**Source records**
[Begin]

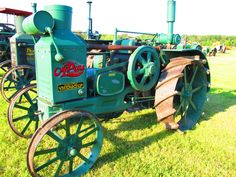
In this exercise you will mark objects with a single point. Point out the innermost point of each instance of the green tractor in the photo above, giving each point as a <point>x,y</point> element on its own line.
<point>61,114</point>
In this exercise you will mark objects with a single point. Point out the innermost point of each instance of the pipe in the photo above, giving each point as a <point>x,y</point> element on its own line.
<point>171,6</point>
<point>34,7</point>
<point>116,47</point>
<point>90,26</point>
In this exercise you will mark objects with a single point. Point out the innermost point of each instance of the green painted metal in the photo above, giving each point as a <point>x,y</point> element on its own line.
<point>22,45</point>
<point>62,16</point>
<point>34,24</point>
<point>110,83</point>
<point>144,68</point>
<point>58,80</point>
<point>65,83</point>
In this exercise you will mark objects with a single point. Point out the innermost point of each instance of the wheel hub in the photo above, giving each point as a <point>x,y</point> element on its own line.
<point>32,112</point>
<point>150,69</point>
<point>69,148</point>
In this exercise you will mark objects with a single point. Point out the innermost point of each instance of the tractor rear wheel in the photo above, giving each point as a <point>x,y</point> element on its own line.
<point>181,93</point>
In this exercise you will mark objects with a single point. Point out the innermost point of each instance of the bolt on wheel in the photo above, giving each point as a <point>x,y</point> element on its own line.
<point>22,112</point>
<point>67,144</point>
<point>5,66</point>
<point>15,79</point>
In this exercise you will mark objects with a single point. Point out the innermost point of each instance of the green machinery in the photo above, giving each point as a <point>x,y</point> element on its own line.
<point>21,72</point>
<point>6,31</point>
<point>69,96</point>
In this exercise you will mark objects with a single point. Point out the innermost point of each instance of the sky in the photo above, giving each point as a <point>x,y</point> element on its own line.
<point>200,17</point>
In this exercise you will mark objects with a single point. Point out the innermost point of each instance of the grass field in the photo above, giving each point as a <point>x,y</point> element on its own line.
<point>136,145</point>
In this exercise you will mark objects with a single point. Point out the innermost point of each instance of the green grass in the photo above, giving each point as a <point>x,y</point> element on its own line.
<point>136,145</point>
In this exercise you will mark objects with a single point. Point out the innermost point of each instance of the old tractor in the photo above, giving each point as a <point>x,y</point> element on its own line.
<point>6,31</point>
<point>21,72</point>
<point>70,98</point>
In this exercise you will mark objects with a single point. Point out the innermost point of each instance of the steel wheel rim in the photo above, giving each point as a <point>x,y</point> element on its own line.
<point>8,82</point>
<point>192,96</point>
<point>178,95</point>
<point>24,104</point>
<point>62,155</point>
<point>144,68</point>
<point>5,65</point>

[End]

**Problem statement**
Repeat the lines above word for word, starting at the first one and ending at the line that contains "<point>61,114</point>". Leave the picture out of your answer.

**Response below**
In this exercise you will mark objects with a single point. Point out the innermost point of each instance of the green tractor in the photo above, giving each point as a <point>x,y</point> element on its own line.
<point>61,114</point>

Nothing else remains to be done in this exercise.